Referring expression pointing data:
= = =
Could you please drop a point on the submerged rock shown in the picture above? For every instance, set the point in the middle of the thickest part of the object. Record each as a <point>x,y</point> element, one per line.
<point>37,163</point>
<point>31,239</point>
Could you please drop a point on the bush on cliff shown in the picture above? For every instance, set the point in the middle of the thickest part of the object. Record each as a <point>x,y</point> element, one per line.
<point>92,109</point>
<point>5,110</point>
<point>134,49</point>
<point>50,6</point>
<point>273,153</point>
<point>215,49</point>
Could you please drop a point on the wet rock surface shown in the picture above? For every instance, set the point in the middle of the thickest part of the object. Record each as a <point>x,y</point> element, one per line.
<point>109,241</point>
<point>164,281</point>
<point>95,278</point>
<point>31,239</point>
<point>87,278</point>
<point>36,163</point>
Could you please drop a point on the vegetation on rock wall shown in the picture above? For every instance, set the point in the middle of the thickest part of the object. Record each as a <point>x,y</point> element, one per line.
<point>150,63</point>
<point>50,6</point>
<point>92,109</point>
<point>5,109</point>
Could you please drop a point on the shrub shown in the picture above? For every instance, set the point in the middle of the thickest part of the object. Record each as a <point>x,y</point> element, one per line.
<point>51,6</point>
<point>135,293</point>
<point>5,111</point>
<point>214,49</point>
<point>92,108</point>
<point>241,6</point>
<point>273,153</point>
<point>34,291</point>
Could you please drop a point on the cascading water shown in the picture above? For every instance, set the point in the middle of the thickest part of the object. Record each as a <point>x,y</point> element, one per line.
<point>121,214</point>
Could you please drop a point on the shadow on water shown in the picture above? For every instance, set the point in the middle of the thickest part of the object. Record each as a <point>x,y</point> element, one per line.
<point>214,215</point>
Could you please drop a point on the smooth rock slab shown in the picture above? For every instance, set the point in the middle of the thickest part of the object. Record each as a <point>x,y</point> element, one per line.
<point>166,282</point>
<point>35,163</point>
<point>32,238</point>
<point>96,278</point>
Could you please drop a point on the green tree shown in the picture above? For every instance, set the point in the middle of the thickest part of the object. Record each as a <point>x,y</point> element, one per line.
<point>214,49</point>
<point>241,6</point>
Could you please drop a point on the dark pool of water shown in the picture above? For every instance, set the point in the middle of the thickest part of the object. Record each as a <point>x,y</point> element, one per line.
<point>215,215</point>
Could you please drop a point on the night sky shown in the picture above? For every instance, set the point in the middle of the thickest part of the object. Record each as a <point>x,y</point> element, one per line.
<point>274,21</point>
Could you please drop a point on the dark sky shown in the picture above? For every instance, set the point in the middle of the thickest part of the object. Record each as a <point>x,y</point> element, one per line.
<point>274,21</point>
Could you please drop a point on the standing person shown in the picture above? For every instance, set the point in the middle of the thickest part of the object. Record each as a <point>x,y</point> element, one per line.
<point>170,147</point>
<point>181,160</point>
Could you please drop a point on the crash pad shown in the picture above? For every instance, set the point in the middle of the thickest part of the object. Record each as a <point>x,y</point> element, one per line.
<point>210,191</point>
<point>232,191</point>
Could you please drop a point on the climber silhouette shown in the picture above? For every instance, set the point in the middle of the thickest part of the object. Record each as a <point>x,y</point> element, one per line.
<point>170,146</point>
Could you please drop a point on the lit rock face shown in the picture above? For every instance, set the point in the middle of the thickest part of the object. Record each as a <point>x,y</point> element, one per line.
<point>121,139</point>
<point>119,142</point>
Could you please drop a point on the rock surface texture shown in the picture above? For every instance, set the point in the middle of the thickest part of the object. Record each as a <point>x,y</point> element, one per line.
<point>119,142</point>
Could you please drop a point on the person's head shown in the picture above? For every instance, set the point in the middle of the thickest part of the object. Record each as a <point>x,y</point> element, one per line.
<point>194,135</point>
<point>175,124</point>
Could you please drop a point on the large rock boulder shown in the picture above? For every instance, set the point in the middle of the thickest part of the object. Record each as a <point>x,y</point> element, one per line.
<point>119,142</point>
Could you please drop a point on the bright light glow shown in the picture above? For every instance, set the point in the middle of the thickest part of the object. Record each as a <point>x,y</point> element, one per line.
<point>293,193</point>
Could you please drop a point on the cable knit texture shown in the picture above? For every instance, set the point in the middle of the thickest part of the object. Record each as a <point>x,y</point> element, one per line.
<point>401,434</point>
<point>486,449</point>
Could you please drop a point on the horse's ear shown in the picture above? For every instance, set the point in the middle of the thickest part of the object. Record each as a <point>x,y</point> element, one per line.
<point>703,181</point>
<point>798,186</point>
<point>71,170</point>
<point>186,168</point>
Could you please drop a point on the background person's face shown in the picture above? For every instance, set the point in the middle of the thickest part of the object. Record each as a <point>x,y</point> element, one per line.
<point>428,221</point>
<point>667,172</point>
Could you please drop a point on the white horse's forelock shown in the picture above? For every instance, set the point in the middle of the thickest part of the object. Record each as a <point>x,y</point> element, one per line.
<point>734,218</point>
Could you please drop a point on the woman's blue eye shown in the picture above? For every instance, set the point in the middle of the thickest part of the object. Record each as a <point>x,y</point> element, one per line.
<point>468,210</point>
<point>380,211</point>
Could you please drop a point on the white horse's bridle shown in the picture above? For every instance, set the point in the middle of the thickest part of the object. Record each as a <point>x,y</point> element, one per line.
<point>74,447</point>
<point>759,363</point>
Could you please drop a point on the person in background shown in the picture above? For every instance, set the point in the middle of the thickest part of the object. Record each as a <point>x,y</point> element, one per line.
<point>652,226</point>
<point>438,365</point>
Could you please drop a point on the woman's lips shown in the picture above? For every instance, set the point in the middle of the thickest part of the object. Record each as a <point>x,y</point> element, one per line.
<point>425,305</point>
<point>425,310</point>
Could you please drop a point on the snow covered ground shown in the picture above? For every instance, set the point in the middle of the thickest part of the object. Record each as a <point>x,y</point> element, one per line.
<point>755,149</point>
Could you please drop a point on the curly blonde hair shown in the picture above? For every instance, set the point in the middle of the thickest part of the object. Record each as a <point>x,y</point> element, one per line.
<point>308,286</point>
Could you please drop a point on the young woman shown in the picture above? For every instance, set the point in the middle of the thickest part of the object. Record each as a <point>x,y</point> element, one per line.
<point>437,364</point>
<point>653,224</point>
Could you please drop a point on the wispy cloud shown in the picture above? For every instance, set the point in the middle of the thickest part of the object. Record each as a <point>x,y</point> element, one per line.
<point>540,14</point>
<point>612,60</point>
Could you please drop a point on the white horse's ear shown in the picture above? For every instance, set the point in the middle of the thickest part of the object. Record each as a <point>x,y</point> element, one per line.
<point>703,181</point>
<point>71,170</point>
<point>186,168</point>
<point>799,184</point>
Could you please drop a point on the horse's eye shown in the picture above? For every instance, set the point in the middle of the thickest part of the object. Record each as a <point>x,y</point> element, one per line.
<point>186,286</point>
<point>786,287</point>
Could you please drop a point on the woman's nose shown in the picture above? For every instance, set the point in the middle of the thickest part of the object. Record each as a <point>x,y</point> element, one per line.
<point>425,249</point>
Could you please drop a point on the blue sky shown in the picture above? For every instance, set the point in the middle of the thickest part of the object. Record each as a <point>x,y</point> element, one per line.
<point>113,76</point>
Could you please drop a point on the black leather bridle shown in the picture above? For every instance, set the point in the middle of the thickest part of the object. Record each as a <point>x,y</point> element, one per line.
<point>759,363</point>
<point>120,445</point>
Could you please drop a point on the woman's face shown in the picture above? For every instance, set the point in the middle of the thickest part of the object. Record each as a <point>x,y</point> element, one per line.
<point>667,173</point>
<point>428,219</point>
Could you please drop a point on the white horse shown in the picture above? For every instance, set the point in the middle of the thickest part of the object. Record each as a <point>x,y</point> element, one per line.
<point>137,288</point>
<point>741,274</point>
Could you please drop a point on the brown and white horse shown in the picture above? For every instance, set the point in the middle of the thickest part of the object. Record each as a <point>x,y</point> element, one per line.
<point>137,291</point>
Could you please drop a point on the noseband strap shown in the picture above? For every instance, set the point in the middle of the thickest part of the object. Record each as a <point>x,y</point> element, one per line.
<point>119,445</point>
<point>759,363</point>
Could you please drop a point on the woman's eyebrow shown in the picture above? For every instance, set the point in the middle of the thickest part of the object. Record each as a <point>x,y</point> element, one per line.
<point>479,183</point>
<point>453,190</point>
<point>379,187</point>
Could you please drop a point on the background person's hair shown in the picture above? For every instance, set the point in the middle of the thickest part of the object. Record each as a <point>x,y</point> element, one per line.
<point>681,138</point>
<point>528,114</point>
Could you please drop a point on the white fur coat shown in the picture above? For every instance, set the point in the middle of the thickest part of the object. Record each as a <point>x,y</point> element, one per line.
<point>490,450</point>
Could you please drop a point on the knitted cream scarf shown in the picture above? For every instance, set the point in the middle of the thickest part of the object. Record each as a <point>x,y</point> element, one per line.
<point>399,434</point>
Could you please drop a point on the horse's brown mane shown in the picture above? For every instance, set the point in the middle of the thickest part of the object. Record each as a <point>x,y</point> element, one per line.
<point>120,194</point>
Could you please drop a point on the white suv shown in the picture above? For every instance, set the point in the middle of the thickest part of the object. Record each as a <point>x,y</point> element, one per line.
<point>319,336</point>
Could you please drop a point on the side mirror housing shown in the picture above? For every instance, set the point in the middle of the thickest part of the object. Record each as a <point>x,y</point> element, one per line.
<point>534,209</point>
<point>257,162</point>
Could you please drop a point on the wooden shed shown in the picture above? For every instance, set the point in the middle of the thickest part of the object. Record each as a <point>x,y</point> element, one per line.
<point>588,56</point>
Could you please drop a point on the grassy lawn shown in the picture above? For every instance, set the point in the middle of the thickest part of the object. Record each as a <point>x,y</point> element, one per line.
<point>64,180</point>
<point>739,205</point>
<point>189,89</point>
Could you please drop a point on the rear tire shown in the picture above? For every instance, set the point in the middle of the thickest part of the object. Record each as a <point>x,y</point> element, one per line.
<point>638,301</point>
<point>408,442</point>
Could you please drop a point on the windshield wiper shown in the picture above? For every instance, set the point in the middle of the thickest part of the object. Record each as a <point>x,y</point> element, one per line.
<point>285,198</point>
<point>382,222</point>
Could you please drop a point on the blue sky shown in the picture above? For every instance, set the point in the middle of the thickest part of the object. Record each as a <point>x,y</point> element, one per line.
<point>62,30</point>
= = =
» **DIRECTIONS**: Write out only those lines of the entries that lie between the line containing "Could you please drop a point on the white suv" and the last line, inclusive, reproducing them exactly.

» **RESULT BELOW**:
Could you please drop a point on the white suv shown in the picture above? For every instance, set the point in the middle of the thickest part of the object. Record each as a <point>x,y</point> element, one per line.
<point>319,336</point>
Could you please drop a point on the side mirror housing shown in the picture above? For every instance, set the point in the middle of the thickest part of the object. Record each as a <point>x,y</point> element, one per line.
<point>534,209</point>
<point>257,162</point>
Could you please drop a point on the wooden shed shown in the picture above? For every instance, set the point in the middle of the thickest part of the object. Record each as a <point>x,y</point> element, one per line.
<point>588,56</point>
Could you please drop a point on the grassy lawn shown in the picture above? For every instance, set the point in the middle of the thickest part of the object. Record each as a <point>x,y</point> element, one per line.
<point>64,180</point>
<point>739,205</point>
<point>189,89</point>
Could you please drop a point on the rear tire shown in the picture above? For every instance, set the point in the middle of the thickest part of the object. Record each as a <point>x,y</point> element, one per line.
<point>638,301</point>
<point>408,442</point>
Could you please drop a point on the windshield wiper shown in the picture above? For every instance, set the point in the middle of the thickest part of the object. Record each as a <point>x,y</point> element, one per line.
<point>285,198</point>
<point>382,222</point>
Could you please drop a point on the blue sky shown in the picture above? For every instance, set the point in the middle of the thickest part of the object. Record each as a <point>x,y</point> element, one per line.
<point>62,30</point>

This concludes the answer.